DOCUMENT SECTION:
================================
When such a group so fervently embraces this kind of thinking they huddle together around a leader they feel will recognize them as being special. It is only then that they begin to feel personal self worth.

Trump is not exactly like them. But he understands them and their need. He uses it to augment his own deep psychological needs, to solidify his own self-created sense of worth.

The rest of us, the Americans who at least attempt to embrace all people, who try to transcend our own shallow consumerism, we have an obligation. Our challenge is how to deepen the future education of those who ignorant of their own ignorance.

Being human requires a depth of commitment few of us possess. But, it is vitally important. This social mindset that the corporate world has implanted in us, this shallow concept of consumerism, is a feeble foundation for our lives.

Religion has proven to be a precarious counter balance to corporate consumerism. Indeed, the corporate monolith has forged close political alliances with the belief systems of religion.

Corporate politics is today nurtured through corporate consumerism and religion. It is the rare politician who does not have several thousands of dollars of corporate money in his election chest.

It is the rare politician who does not profess religious belief as key to his qualification for leadership. Although Tom Jefferson first wrote that American religious freedom embraces the option of politicians being free to profess no religion whatsoever.
================================
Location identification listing
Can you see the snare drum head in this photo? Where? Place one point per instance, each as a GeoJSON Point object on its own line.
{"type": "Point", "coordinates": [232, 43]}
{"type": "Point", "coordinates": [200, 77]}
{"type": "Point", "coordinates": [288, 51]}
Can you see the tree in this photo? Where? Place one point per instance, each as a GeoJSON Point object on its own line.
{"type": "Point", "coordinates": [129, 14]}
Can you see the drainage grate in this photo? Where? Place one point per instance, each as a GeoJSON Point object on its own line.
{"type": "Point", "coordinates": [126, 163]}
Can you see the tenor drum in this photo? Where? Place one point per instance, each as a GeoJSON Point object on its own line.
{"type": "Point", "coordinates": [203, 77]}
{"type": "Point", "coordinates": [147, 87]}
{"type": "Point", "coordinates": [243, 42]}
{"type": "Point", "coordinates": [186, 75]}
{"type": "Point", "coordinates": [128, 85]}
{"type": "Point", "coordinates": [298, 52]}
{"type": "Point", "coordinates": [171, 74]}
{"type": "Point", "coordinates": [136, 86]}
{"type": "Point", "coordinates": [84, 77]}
================================
TO DO:
- 1) Retype the piece on consumerism and politics from "Trump is not" to "sense of worth.".
- 2) Decide whether each statement agrees with the piece on consumerism and politics, answering yes or no and quoting the deciding words: (a) Trump is exactly like the group that huddles around a leader. (b) Religion has proven to be a firm counterbalance to corporate consumerism. (c) Jefferson wrote that American religious freedom includes the option for politicians to profess no religion.
- 3) Please carry on writing the piece on consumerism and politics from the point where it stops.
The listing was taken from a separate source.

EXERCISE RESPONSES:
- 1)
Trump is not exactly like them. But he understands them and their need. He uses it to augment his own deep psychological needs, to solidify his own self-created sense of worth.

- 2)
(a) No: "Trump is not exactly like them."
(b) No: "Religion has proven to be a precarious counter balance to corporate consumerism."
(c) Yes: "Tom Jefferson first wrote that American religious freedom embraces the option of politicians being free to profess no religion whatsoever."

- 3)
What has all this to do with the concept of ignorance? Everything. Political power as practiced today in America is founded on the double idea of profitable consumption and belief in a common religious concept.

The two concepts are strangely wed. Trump claims allegiance to both. His followers conceptually bunch the two together. And all of this, mired with racial ambiguous intolerance, creates intense social aggression.

Aggression threatens the more rational concept of non-violence by fanning the flames of intolerance. Intolerance is what turns eventually to violence. Violence is the result of ignorance.

We have a job on our hands to create a better-educated future America. The job will not allow us to think of ourselves as uninvolved consumers. Or uninvolved believers. Those of us dissatisfied with today must carefully reconsider things.

Today’s ignorance impacts all of us. It demands we all, in some way, become political activists of the future. Is that an easy concept to grasp? Is that to be given us by some politician?

Or is it an intrinsic capacity for self-worth inside ourselves that we must individually compel ourselves to develop? It is not an easy question to answer. It may require some disturbingly deep thinking.

Sorry about that.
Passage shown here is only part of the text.